So, what’s the deal with this baptism thing? I called it being submerged. In the original Greek, that’s what the word means…to be submerged or immersed in water. What’s the big deal? Is there something magical in the act? Or, is it just a symbol? Can we do without it? Or, is it necessary? People in religious circles often fight over these questions. Book after book has been written to support one view or another…over and over again.

I’m going to try to skip all of that. Let’s just look at what we can know for sure that these people understood as they heard this in Acts 2.

Here they are just going through their lives. They thought they were doing the right things. They thought that they had brought about the death of a heretic who was threatening the relative peace that Israel was enjoying under Roman rule…cruel as it was. They felt justified.

Then, on the Day of Pentecost, God flips their lives upside down.

A crazy sound of a wild, rushing wind. Tongues of fire. People who shouldn’t be able to speak other languages are speaking clearly in tongues not their own.

"What is this? This is a fulfillment of a prophecy? Joel? Really?

**Records provided**

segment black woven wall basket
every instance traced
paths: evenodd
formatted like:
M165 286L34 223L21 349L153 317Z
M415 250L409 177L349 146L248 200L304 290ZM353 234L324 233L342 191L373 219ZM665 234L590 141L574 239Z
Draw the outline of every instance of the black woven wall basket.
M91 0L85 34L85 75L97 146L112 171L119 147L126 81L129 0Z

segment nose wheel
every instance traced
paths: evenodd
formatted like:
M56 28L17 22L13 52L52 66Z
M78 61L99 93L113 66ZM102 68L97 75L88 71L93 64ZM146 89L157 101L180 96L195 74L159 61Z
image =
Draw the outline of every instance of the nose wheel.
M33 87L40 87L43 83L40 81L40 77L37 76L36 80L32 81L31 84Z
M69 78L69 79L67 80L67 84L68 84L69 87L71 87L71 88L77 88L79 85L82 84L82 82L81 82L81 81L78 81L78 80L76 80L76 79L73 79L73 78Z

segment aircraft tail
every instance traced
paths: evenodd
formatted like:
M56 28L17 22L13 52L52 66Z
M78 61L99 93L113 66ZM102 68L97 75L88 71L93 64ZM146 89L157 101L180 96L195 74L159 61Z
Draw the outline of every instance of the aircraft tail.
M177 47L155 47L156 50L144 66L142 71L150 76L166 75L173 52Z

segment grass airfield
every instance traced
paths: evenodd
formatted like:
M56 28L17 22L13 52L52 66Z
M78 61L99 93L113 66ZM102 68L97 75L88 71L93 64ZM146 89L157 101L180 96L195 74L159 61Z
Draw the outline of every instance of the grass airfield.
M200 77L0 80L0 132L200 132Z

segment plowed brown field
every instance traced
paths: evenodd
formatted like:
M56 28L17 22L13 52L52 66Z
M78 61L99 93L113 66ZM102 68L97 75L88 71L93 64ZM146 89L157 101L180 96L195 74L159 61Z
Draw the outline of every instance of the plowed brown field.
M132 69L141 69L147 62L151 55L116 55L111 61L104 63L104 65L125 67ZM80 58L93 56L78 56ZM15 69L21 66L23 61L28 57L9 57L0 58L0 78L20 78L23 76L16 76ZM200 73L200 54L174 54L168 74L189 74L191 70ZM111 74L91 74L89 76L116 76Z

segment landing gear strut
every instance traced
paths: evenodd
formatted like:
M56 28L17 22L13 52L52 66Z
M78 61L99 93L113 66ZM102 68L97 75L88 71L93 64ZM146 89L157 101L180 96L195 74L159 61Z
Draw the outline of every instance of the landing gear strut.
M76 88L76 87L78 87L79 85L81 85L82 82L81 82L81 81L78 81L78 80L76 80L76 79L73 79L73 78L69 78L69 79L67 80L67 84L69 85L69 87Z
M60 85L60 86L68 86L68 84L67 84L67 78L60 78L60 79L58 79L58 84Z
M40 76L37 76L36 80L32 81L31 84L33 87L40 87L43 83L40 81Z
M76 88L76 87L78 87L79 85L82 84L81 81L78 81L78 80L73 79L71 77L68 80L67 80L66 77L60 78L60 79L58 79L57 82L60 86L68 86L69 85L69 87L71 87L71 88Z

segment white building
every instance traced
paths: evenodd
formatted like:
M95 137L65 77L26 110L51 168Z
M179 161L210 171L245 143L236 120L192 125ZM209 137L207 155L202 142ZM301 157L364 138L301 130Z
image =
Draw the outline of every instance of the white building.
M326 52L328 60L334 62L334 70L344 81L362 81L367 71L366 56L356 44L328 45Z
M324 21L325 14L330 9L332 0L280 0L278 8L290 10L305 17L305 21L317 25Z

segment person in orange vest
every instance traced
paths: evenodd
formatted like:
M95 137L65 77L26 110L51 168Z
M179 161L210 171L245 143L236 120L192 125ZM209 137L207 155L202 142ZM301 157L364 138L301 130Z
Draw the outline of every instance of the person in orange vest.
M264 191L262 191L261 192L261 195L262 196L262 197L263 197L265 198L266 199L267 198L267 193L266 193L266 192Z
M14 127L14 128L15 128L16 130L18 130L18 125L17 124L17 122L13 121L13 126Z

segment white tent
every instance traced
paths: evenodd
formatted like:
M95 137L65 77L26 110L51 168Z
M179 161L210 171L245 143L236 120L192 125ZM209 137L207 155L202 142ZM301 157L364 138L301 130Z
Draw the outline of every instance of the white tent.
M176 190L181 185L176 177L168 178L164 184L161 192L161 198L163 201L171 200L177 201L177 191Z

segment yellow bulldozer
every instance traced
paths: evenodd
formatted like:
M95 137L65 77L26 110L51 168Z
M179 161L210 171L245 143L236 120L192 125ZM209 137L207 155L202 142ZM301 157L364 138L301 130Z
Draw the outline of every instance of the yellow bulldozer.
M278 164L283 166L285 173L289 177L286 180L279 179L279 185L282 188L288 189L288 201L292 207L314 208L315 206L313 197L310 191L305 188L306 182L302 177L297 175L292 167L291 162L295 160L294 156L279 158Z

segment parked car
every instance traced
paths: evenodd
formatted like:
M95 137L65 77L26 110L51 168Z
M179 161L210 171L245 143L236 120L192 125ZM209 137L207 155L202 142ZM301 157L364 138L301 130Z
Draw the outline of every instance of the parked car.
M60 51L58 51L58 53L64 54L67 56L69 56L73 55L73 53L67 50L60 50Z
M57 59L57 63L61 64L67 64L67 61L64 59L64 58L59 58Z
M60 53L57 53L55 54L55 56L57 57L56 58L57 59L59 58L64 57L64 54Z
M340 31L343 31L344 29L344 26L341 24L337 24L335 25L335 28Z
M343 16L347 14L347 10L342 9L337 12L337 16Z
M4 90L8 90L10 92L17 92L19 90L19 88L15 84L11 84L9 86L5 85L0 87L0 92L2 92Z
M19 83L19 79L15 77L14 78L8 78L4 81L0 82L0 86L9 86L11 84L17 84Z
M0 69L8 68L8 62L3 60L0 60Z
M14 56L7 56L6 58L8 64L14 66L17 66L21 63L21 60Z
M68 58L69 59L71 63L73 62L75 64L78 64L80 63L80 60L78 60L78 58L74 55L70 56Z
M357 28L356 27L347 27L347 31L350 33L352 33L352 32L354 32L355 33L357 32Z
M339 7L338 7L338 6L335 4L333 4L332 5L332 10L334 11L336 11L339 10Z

**Written task A**
Reproduce the passage on baptism word for word, starting at "Here they are" and ending at "They felt justified.".
**Written task B**
Write the next part of the passage on baptism, picking up after its final sentence.

**Output A**
Here they are just going through their lives. They thought they were doing the right things. They thought that they had brought about the death of a heretic who was threatening the relative peace that Israel was enjoying under Roman rule…cruel as it was. They felt justified.

**Output B**
The heretic is not a heretic? He has risen from the dead? Not only that, but he was the Messiah? We killed the Messiah? But, he didn’t stay dead? Now, he’s more….now, he’s the Lord….the king?


Where can I hide? How can you hide from a king who has risen from the dead?


But wait! Not only is he the Lord…he’s also the savior.


Is there any hope?...any hope for me?"

"Sure there is. Repent…change. Be immersed. Your sins will be forgiven and God will live inside you!"

"That’s all? That’s it? Geesh! Where do I sign up?"

3000 people did. 3000 people repented and were baptized that SAME DAY. They didn’t fuss about it. They just responded to what they were told. They put their faith in Jesus through the words they were told....those same words that we have been told in every generation since in the Book of Acts.

The problem is that we want to fuss about it.

All they knew is that they’d messed up and this was the answer. Isn’t that true for us? We’ve messed up, and we have an answer that Peter said was for “all who are far off—for all whom the Lord our God will call.”

Us.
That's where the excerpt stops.